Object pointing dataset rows
* * * * * * * * *

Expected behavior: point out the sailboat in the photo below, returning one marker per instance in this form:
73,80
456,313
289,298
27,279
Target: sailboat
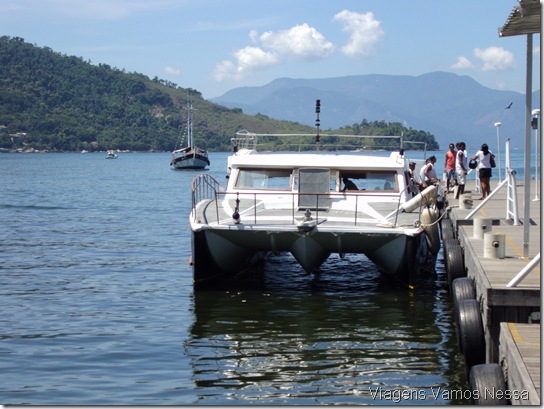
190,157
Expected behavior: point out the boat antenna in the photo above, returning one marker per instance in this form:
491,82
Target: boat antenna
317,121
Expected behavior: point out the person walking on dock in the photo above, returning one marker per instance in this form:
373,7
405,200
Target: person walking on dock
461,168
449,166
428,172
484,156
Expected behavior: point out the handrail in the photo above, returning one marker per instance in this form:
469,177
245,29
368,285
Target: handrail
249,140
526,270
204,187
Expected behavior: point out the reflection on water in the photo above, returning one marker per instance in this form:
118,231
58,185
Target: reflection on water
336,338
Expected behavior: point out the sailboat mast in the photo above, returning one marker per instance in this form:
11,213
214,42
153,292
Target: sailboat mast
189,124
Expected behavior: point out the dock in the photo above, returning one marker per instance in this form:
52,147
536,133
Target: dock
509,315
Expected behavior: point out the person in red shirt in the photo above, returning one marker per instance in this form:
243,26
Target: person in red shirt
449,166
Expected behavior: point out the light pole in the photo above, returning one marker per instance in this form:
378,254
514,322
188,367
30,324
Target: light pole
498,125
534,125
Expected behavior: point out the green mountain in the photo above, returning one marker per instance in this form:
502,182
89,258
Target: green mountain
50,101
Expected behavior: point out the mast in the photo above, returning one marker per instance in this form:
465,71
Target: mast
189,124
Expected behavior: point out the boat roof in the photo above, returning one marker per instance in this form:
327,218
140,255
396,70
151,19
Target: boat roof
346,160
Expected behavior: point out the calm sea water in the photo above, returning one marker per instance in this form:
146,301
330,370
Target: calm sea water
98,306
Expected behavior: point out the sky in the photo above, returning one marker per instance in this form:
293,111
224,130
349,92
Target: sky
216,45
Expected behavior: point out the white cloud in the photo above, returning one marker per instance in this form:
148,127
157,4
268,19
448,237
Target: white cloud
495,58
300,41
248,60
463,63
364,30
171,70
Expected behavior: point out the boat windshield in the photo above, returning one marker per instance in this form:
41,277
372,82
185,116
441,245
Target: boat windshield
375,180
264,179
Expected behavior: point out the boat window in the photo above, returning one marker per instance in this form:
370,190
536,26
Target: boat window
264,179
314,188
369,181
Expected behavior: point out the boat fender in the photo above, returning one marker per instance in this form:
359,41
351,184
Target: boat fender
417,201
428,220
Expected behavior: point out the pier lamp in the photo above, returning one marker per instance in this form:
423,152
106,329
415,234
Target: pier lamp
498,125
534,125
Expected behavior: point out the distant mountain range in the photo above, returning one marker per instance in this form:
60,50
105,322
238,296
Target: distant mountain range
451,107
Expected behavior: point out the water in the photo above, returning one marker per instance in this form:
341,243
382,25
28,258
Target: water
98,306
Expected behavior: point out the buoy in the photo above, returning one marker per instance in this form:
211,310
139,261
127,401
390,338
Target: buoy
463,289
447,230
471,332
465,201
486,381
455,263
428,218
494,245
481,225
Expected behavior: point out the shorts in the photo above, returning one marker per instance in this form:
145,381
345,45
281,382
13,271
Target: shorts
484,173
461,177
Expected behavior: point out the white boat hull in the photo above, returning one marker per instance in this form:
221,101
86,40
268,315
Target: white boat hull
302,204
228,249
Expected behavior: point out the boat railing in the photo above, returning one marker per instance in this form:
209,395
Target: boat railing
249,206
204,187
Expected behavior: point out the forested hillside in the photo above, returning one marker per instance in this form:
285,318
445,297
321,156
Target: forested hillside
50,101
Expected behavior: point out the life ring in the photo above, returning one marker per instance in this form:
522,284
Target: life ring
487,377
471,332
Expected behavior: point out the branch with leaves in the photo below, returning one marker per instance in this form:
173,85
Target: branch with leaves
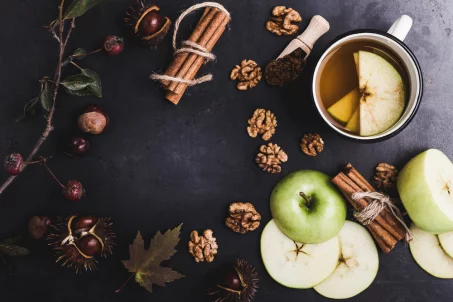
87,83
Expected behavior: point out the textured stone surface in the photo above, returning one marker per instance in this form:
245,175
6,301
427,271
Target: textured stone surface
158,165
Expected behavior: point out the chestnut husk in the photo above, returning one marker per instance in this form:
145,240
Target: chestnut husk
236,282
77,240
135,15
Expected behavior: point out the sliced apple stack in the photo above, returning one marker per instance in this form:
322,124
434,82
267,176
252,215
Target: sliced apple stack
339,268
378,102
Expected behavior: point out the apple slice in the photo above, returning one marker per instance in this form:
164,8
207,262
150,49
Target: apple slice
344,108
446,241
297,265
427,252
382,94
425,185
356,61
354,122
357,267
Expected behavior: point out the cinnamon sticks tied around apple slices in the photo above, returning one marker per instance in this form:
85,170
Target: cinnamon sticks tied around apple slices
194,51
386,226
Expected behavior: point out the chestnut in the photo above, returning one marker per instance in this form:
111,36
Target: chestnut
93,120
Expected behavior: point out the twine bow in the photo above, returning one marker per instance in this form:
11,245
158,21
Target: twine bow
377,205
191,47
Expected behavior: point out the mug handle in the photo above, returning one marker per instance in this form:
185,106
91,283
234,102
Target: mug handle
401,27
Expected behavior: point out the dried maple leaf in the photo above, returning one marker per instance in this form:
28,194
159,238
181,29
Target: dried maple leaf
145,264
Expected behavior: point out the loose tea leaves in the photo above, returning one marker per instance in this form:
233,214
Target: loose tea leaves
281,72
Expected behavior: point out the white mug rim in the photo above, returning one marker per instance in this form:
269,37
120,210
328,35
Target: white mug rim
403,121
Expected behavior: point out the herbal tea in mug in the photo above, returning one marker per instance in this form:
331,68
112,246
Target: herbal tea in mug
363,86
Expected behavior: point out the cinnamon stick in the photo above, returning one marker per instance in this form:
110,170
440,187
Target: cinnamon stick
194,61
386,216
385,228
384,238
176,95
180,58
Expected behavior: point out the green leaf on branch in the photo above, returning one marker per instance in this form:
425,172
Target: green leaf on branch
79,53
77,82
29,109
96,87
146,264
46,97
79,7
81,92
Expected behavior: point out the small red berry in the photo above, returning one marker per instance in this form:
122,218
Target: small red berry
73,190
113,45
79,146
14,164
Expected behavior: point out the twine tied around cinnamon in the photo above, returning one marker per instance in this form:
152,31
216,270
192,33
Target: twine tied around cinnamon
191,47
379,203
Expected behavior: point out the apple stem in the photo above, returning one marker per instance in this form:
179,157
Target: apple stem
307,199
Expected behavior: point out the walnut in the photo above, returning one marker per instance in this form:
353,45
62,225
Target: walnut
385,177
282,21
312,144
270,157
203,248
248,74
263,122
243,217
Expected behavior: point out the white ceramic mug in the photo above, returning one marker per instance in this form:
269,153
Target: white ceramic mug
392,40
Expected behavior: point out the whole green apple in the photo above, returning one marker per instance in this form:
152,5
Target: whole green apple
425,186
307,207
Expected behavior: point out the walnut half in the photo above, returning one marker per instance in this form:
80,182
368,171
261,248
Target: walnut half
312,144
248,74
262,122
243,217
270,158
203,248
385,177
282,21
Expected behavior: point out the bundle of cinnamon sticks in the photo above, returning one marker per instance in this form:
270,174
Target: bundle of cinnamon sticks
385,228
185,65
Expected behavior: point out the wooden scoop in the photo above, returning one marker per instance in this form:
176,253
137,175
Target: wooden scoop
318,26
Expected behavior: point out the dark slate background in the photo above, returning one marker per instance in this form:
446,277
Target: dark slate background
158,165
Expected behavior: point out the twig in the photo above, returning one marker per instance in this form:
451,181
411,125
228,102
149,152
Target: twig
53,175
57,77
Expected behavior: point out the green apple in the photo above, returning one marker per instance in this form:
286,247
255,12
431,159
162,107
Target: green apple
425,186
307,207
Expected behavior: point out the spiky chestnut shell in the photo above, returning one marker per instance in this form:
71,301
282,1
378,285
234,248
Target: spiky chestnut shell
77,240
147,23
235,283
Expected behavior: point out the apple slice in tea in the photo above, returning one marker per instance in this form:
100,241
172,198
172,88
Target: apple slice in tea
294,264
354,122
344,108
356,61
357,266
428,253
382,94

* * * * * * * * *

- _What is expected_
Output the line containing "Expected behavior: point out the walnut in" and all lines after it to the end of the records, exactly as given.

- _Task solution_
Expected behavior: point out the walnut in the photo above, returning one marker per instance in this form:
353,45
62,225
Target: walnut
385,177
282,21
312,144
270,157
203,248
248,74
263,122
243,217
Expected behavior: point out the white ceramic mug in the photo above, returning one marker per instance in this form:
269,153
Target: white ceramic mug
392,40
Expected behavior: point out the whole green apple in the photo above, returning one marker per instance in this form:
152,5
Target: whole green apple
425,186
307,207
Expected behavior: point out the walnut half in the photo above, returning one marker per instance in this form:
80,182
368,171
261,248
Target: walnut half
312,144
248,74
262,122
243,217
270,158
203,248
385,177
282,21
Expected behavior: point out the bundle of cinnamon sticks in the photo above, returning one marker per instance in this form:
270,174
Target: bundle of cinnamon sticks
385,228
185,65
Expected behavior: point out the wooden scoop in the photo above, returning one marker per instance in this form:
176,253
137,175
Target: wooden scoop
318,26
Expected behavior: point out the dark slate background in the photo above, returning one marker per instance in this form:
446,277
Target: dark slate background
158,165
Expected behavior: point out the twig in the photo above, returning one marker per instance in this form:
451,181
411,125
228,102
149,152
Target: twig
53,175
57,77
Expected behavior: point out the green apple in the photo above, returning one marker per instance in this form:
286,247
255,12
431,159
162,107
Target: green apple
425,186
307,207
Expected behavior: point out the spiky chestnut shell in the photo above, returning one marker per instance in this form:
71,301
282,1
378,285
234,248
Target: spiky chestnut shell
77,240
147,23
235,283
Expected behavior: point out the apple slice in tea in the photo above, returning one marker per instance in this form:
100,241
172,198
172,88
Target: apple slice in tea
294,264
354,122
344,108
356,61
357,266
428,253
382,94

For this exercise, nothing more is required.